Extract to read:
——
Reliance on Brief Measures to Predict Reading Outcomes. Screening is typically characterized by the administration of brief measures that are easy to implement reliably. A typical screening task for reading includes the use of ORF. Research on ORF shows that while it is highly correlated with overall reading comprehension, the correlation is not perfect (Fuchs, Fuchs, Hosp, & Jenkins, 2001). In research that examines what factors account for individual differences in reading ability, ORF accounts for a significant portion, but not all, of the variation in performance. In earlier grades, word identification fluency (WIF) is also a strong predictor of early reading ability, but again, not a perfect one (Fuchs, Fuchs, & Compton, 2004; Schatschneider, 2006) This means that screening instruments that rely on single measures such as ORF or WIF will provide fairly good information about student performance, but alone they can't provide information at levels needed for an effective RTI process (>90% sensitivity; >80% specificity).
——
Problem description: Carry on the passage about brief screening measures for reading, starting after its last sentence.

Information shown:
——
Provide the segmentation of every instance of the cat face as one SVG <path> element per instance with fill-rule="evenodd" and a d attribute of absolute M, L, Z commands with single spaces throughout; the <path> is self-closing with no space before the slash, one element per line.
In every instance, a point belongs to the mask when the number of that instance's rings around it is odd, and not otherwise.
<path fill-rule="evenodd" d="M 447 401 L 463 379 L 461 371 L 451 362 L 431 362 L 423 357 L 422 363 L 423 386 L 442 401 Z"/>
——
Written answer:
Achieving high accuracy levels from a single, brief screening instrument is difficult, yet current school-based models of RTI make achieving high accuracy critical. Many schools move a student straight from screening to intervention placement. This approach to screening and intervention has been described as a "direct route" (DR) model (Jenkins, Hudson, & Johnson, 2007; Jenkins & Johnson, 2008). The DR approach to screening and intervention is expedient, but it requires even greater accuracy levels from a screening instrument since there is no further assessment to correct initial classification errors (Johnson, Humphrey, & Mclenna, 2008). The DR approach based on single screening measures may compromise classification accuracy and, more importantly, may compromise the investigation of the student's specific difficulties so that interventions aligned with student needs can be provided.


What Screening Approaches Result in Higher Accuracy?


Four main approaches to improving the accuracy of screening procedures have been described in the literature. These include the following:


  1. Using an assessment battery comprising various component skills (Compton et al., 2006; Davis, Lindo, & Compton, 2007; Johnson et al., in press; O'Connor & Jenkins, 1999). When multiple measures are used to classify students as at risk for reading problems, the accuracy of the classification improves significantly. In some studies (e.g., O'Connor & Jenkins, 1999), the sensitivity levels obtained through this process have reached nearly 100%.
  2. Following initial screening results with PM. Studies (e.g., Compton et al., 2006) have shown that following students initially identified through screening as in need of intervention with PM improves the accuracy of the initial measure.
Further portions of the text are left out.